São Paulo, domingo, 8 de setembro de 1996
Texto Anterior | Próximo Texto | Índice

Uma solitária peça de amor

LEYLA PERRONE-MOISÉS
ESPECIAL PARA A FOLHA

Por que, de repente, uma tradução de Beckett? Talvez por saudades da Modernidade, da alta literatura de ontem, de outrora. Ou, se for preciso dar outra razão, para comemorar os 90 anos de seu nascimento.
O "Improviso de Ohio" é uma peça curtíssima, um dramatículo, como o autor caracterizou esse tipo de texto. Foi representada pela primeira vez em 1981, no Drake Union Stadium Theatre, em Ohio, daí seu título. O próprio Beckett a traduziu do inglês para o francês e publicou-a em 1982 ("Catastrophe et Autres Dramaticules", Minuit). A peça trata da perda de um ser amado. Da relação a dois, amante e amado (a), quando só resta um, a sós com uma sombra. Do passado lido a dois num mesmo livro, até a exaustão da história.

• • • •

__Tarefa A__. Segundo o texto fornecido, em que ano o "Improviso de Ohio" foi representado pela primeira vez?

Registros de coordenadas anotados:

• • • •

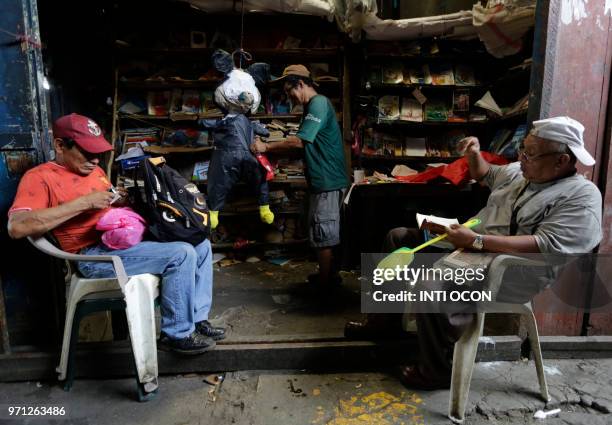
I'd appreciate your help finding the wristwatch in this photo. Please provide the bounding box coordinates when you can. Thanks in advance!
[472,235,484,251]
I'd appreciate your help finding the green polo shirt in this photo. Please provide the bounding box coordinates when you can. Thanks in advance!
[297,94,349,193]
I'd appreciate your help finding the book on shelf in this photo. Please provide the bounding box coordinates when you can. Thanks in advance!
[416,213,459,249]
[147,90,172,117]
[455,64,476,86]
[119,96,147,115]
[425,98,448,121]
[502,94,529,116]
[168,89,183,113]
[444,130,466,156]
[408,64,432,85]
[383,63,404,84]
[475,91,503,117]
[121,127,162,154]
[488,128,513,154]
[468,111,487,122]
[429,63,455,86]
[367,64,382,84]
[378,96,400,121]
[404,136,427,157]
[180,90,204,114]
[448,89,470,122]
[499,124,527,159]
[382,133,402,156]
[399,97,423,122]
[191,161,210,181]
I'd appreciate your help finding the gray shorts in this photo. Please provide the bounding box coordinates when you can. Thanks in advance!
[308,189,346,248]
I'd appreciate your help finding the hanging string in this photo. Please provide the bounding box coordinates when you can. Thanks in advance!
[0,28,42,49]
[232,0,253,69]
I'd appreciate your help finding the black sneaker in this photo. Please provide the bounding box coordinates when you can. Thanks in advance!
[308,273,342,286]
[196,320,226,341]
[159,331,216,354]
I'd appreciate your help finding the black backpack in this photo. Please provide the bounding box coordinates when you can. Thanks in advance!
[134,157,210,245]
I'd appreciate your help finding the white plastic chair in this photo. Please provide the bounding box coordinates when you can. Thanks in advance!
[448,255,550,423]
[28,237,159,401]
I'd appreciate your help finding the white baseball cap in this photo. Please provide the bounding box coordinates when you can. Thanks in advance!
[531,117,595,166]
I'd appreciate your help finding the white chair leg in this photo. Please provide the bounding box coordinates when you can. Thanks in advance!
[523,307,550,402]
[124,274,159,393]
[55,275,119,381]
[448,313,485,423]
[55,295,76,381]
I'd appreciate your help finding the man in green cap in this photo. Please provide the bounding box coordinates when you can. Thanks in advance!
[251,65,349,285]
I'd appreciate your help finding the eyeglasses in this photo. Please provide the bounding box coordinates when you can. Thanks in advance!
[518,145,562,162]
[74,142,104,161]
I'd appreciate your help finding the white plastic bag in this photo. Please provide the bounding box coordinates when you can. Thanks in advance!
[472,2,535,58]
[215,69,261,114]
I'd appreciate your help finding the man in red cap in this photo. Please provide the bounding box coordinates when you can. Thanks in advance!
[8,114,225,354]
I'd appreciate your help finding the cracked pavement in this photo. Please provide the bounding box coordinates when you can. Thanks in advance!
[0,359,612,425]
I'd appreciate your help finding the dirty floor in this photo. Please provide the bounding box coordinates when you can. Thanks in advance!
[0,359,612,425]
[210,261,362,344]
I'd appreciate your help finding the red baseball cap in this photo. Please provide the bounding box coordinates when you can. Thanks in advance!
[53,114,113,153]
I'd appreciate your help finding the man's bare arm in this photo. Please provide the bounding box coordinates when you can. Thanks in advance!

• • • •

__Tarefa B__. Por favor, reproduza literalmente as linhas de dados acima, começando pela linha que contém "I'd appreciate your help finding the man in green" e indo até a última linha de dados, inclusive.

__Resposta esperada A__. Em 1981.

__Resposta esperada B__.
I'd appreciate your help finding the man in green cap in this photo. Please provide the bounding box coordinates when you can. Thanks in advance!
[251,65,349,285]
I'd appreciate your help finding the eyeglasses in this photo. Please provide the bounding box coordinates when you can. Thanks in advance!
[518,145,562,162]
[74,142,104,161]
I'd appreciate your help finding the white plastic bag in this photo. Please provide the bounding box coordinates when you can. Thanks in advance!
[472,2,535,58]
[215,69,261,114]
I'd appreciate your help finding the man in red cap in this photo. Please provide the bounding box coordinates when you can. Thanks in advance!
[8,114,225,354]
I'd appreciate your help finding the cracked pavement in this photo. Please provide the bounding box coordinates when you can. Thanks in advance!
[0,359,612,425]
I'd appreciate your help finding the dirty floor in this photo. Please provide the bounding box coordinates when you can. Thanks in advance!
[0,359,612,425]
[210,261,362,344]
I'd appreciate your help finding the red baseball cap in this photo. Please provide the bounding box coordinates when you can. Thanks in advance!
[53,114,113,153]
I'd appreciate your help finding the man's bare arm in this photo. Please provide the bounding box coordinates when you can. Thanks in advance!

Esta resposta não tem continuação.